■ Work item: Could you reproduce all of the entries below without a single change?

[Information supplied Boundary: Start]

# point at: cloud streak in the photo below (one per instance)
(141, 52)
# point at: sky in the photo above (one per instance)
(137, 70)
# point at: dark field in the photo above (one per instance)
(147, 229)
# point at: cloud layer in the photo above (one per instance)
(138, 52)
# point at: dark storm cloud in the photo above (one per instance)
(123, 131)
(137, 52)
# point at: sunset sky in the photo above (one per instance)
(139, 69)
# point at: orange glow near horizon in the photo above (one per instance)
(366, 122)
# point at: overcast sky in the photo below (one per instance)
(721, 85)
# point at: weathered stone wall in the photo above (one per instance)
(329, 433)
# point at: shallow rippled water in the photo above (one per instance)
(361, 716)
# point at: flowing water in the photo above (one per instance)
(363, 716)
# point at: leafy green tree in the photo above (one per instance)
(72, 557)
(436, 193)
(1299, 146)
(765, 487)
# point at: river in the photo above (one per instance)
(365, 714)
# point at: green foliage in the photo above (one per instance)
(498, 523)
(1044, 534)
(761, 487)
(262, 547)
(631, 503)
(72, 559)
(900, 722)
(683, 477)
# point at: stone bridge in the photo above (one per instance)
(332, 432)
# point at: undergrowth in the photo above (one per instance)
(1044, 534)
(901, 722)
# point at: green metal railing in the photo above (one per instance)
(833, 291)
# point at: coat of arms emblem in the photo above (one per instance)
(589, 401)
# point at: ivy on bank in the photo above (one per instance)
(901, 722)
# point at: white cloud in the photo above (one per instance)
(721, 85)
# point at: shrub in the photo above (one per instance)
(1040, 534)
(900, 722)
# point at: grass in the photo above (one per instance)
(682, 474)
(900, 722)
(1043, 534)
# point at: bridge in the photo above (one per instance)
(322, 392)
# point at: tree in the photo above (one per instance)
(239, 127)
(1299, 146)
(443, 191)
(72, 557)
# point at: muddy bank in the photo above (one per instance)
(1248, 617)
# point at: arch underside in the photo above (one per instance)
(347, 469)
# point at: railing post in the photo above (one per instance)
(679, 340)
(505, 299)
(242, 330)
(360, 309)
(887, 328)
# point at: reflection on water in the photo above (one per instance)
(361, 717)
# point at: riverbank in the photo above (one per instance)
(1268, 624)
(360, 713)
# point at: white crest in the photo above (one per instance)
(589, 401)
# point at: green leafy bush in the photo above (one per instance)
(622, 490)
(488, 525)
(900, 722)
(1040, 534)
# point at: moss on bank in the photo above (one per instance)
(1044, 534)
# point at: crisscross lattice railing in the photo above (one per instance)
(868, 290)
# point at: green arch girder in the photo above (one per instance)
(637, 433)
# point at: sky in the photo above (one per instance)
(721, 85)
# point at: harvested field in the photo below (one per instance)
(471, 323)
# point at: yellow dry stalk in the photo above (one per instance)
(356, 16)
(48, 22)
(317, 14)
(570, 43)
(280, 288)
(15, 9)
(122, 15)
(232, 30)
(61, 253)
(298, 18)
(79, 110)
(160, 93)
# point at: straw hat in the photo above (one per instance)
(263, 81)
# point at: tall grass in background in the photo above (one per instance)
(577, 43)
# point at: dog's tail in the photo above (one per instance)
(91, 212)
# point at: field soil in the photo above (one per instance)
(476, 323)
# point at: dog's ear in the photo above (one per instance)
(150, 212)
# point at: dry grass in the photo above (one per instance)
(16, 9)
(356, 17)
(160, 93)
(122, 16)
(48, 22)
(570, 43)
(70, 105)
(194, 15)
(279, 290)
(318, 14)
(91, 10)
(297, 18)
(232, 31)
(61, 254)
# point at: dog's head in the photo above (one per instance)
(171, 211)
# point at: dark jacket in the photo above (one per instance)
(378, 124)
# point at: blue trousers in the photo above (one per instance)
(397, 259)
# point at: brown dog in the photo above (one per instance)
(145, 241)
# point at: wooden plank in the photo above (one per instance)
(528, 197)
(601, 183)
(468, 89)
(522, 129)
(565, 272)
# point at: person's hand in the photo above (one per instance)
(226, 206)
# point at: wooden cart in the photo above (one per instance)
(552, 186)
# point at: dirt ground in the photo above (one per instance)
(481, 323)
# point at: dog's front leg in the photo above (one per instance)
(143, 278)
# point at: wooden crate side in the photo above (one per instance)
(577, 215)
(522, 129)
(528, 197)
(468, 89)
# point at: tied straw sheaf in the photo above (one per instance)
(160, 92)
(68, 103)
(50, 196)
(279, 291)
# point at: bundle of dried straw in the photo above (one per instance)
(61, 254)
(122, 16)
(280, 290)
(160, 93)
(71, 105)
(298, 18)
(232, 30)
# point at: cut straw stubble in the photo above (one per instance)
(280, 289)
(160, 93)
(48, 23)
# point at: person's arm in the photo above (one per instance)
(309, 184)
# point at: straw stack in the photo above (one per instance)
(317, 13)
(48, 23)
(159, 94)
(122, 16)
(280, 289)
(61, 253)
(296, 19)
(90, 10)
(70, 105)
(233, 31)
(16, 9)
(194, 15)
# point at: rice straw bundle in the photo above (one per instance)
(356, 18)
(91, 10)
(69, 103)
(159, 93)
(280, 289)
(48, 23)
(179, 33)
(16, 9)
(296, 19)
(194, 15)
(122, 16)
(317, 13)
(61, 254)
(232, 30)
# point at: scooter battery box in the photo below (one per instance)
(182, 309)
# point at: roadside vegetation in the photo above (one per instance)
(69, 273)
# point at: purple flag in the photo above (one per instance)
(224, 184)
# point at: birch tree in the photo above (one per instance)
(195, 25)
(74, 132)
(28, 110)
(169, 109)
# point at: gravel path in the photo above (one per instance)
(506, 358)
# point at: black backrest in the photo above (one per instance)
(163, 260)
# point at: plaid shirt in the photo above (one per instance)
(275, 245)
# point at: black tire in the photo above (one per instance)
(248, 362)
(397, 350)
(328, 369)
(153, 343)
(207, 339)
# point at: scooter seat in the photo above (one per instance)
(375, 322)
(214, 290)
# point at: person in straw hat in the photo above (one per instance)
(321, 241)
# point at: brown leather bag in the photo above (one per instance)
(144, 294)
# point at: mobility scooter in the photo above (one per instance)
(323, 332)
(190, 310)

[Information supplied Boundary: End]

■ Solution below:
# point at: cloud streak in the photo below (one per instance)
(141, 52)
# point at: sky in the photo above (one per instance)
(137, 70)
# point at: dark field in the photo above (one per instance)
(147, 229)
# point at: cloud layer in the photo above (one per instance)
(138, 52)
# point at: dark storm cloud in the photo above (one per instance)
(123, 131)
(137, 52)
# point at: sunset sky in the photo above (one per instance)
(139, 69)
# point at: orange glow near horizon in the photo above (one per instance)
(366, 122)
# point at: overcast sky in the photo below (one per instance)
(721, 85)
# point at: weathered stone wall in the photo above (one per instance)
(329, 433)
# point at: shallow rippled water in the photo above (one per instance)
(361, 716)
# point at: flowing water in the photo above (one per instance)
(363, 716)
# point at: leafy green tree in the photo above (one per instance)
(72, 557)
(436, 193)
(1299, 146)
(765, 487)
# point at: river in the photo above (one per instance)
(365, 714)
# point at: green foliage in the photo above (one per instance)
(498, 523)
(1044, 534)
(761, 487)
(262, 547)
(631, 503)
(72, 559)
(900, 722)
(683, 477)
# point at: stone bridge in the photo above (one per instance)
(332, 432)
# point at: undergrowth in the photo above (one per instance)
(1044, 534)
(901, 722)
# point at: green metal railing in the photo above (one per instance)
(833, 291)
# point at: coat of arms emblem in the photo above (one per instance)
(589, 401)
# point at: ivy on bank in the photo above (one per instance)
(901, 722)
# point at: white cloud in the photo above (one per instance)
(721, 85)
# point at: shrub in the photo above (one per instance)
(1040, 534)
(900, 722)
# point at: grass in the photo above (one per instance)
(682, 474)
(900, 722)
(1043, 534)
# point at: bridge in the photo above (one per instance)
(322, 392)
# point at: tree in the photo above (one per instance)
(239, 127)
(1299, 146)
(443, 191)
(72, 557)
# point at: muddy bank in the photo above (one per instance)
(1248, 617)
# point at: arch underside in the photo above (one per instance)
(347, 469)
# point at: railing post in the photo above (one per instance)
(679, 340)
(505, 299)
(242, 330)
(360, 309)
(887, 328)
# point at: reflection on water in the photo above (one per instance)
(361, 717)
# point at: riverbank in the photo above (one per instance)
(1268, 624)
(360, 713)
# point at: white crest in the photo above (one per instance)
(589, 401)
# point at: green leafy bush in the photo above (one per instance)
(622, 490)
(488, 525)
(900, 722)
(1040, 534)
# point at: moss on bank in the photo above (one per instance)
(1044, 534)
# point at: crisscross lattice railing in the photo above (one per instance)
(868, 290)
# point at: green arch girder in the photo above (one per instance)
(637, 433)
# point at: sky in the photo above (one per instance)
(721, 85)
# point at: harvested field in the photo below (one per instance)
(471, 323)
# point at: yellow dry stalk in the photo above (one per instance)
(356, 16)
(48, 22)
(317, 14)
(570, 43)
(280, 288)
(15, 9)
(122, 15)
(232, 30)
(61, 253)
(298, 18)
(79, 110)
(160, 93)
# point at: straw hat in the photo above (one per instance)
(263, 81)
# point at: tall grass in background in the photo above (one per instance)
(577, 43)
# point at: dog's tail in the photo above (one per instance)
(91, 212)
# point at: field soil in the photo above (one per instance)
(476, 323)
# point at: dog's ear in the photo above (one per instance)
(150, 212)
# point at: dry grass in the photo above (one per instance)
(16, 9)
(356, 17)
(160, 93)
(122, 16)
(48, 22)
(570, 43)
(70, 105)
(194, 15)
(279, 290)
(318, 14)
(91, 10)
(297, 18)
(232, 31)
(61, 254)
# point at: dog's head in the photo above (one per instance)
(171, 211)
# point at: dark jacket in the photo above (one per instance)
(378, 124)
# point at: blue trousers in the photo above (one per instance)
(397, 259)
# point at: brown dog in the photo above (one per instance)
(145, 241)
# point at: wooden plank in the photo above (one per instance)
(528, 197)
(601, 183)
(468, 89)
(522, 129)
(565, 272)
# point at: person's hand in the photo above (one per instance)
(226, 206)
# point at: wooden cart in the photo above (one per instance)
(552, 186)
# point at: dirt ground in the photo above (one per instance)
(481, 323)
# point at: dog's front leg in the photo above (one per instance)
(143, 278)
# point at: wooden crate side in the photo above (one per instance)
(577, 215)
(522, 129)
(528, 197)
(468, 89)
# point at: tied straw sheaf in the photo above (one per instance)
(160, 92)
(68, 103)
(50, 196)
(279, 291)
# point at: bundle of dried straw in the photo above (one per instance)
(61, 254)
(122, 16)
(280, 290)
(160, 93)
(71, 105)
(298, 18)
(232, 30)
# point at: cut straw stubble in the photo above (one per instance)
(280, 289)
(160, 93)
(48, 23)
# point at: person's arm in the photo above (one per instance)
(309, 184)
# point at: straw stack in the photo above (one per instance)
(317, 13)
(48, 23)
(159, 94)
(122, 16)
(280, 289)
(61, 253)
(296, 19)
(90, 10)
(70, 105)
(233, 31)
(16, 9)
(194, 15)
# point at: rice straw bundle in the photo above (one per instance)
(356, 18)
(91, 10)
(69, 103)
(159, 93)
(280, 289)
(48, 23)
(179, 33)
(16, 9)
(296, 19)
(194, 15)
(122, 16)
(317, 13)
(61, 254)
(232, 30)
# point at: scooter battery box in the photo below (one per instance)
(182, 309)
# point at: roadside vegetation in the photo above (one per instance)
(69, 273)
# point at: purple flag in the photo above (one per instance)
(224, 184)
# point at: birch tree in the photo above (one per instance)
(195, 25)
(74, 132)
(28, 110)
(169, 109)
# point at: gravel path in the photo above (one per instance)
(506, 358)
# point at: black backrest in the photo above (one per instance)
(163, 260)
# point at: plaid shirt in the photo above (one per instance)
(275, 245)
# point at: black tire in the photo above (one per instance)
(248, 362)
(397, 350)
(328, 369)
(153, 343)
(207, 339)
# point at: scooter seat in the photo above (one per instance)
(375, 322)
(214, 290)
# point at: person in straw hat in the photo above (one per instance)
(321, 241)
# point at: brown leather bag in the photo above (one per instance)
(144, 294)
# point at: mobility scooter in the photo above (one per instance)
(323, 332)
(190, 310)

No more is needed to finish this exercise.